WORK TO COMPLETE: Respond with the count alone after checking every line in the material below for "tree".

RECORDS FOR THE EXERCISE:
§

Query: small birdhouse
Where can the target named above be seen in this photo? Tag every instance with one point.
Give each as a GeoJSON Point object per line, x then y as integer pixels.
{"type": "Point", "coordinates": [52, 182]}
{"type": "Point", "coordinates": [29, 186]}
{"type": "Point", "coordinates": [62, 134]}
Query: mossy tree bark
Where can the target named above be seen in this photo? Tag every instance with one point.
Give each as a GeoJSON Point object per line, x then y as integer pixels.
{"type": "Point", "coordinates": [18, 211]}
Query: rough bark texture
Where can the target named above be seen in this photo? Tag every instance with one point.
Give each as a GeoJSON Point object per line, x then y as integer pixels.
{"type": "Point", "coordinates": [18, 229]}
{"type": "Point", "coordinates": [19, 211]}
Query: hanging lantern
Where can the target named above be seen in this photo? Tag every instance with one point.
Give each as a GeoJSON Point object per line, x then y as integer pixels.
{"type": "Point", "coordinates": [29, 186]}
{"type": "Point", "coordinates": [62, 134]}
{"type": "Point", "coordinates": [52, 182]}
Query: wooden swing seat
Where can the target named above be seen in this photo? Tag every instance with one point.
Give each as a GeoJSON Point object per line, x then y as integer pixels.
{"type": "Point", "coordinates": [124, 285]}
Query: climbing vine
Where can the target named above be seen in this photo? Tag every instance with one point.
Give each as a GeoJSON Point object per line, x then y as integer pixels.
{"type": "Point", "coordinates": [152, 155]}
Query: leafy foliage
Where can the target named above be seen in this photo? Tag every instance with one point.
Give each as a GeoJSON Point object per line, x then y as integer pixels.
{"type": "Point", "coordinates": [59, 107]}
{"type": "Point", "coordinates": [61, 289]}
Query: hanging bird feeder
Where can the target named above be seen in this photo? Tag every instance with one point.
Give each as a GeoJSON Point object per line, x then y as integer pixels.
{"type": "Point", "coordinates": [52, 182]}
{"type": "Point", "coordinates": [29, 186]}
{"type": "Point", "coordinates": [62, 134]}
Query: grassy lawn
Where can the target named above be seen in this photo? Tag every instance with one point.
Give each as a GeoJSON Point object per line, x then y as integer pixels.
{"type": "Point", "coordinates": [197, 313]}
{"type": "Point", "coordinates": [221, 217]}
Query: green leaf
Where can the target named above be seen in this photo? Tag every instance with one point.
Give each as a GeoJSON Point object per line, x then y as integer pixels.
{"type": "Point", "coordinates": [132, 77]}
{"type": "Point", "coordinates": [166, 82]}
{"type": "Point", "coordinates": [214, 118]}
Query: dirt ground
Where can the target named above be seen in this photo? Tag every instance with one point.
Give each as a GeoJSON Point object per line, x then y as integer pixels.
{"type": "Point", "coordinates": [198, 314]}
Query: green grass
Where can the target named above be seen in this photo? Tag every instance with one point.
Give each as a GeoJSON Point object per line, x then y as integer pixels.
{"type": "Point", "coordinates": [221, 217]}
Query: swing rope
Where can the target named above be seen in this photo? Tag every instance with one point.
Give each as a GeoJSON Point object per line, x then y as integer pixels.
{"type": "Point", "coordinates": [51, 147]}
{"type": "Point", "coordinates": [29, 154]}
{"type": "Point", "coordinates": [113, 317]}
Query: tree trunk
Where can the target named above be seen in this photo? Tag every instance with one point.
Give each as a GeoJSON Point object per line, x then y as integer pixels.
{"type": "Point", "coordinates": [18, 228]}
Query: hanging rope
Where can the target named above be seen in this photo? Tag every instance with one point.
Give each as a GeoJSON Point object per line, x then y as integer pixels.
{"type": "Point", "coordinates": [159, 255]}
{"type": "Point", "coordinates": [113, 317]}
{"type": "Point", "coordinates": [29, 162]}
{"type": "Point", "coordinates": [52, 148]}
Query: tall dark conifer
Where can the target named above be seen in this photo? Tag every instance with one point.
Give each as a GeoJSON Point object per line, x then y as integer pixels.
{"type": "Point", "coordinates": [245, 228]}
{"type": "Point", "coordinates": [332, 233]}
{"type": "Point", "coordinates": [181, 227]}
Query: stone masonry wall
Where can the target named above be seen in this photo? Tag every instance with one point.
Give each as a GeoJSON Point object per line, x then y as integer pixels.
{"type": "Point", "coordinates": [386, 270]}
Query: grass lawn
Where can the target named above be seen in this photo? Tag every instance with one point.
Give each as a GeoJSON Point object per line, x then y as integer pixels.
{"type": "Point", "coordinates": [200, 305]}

§

THE COMPLETED TASK: 2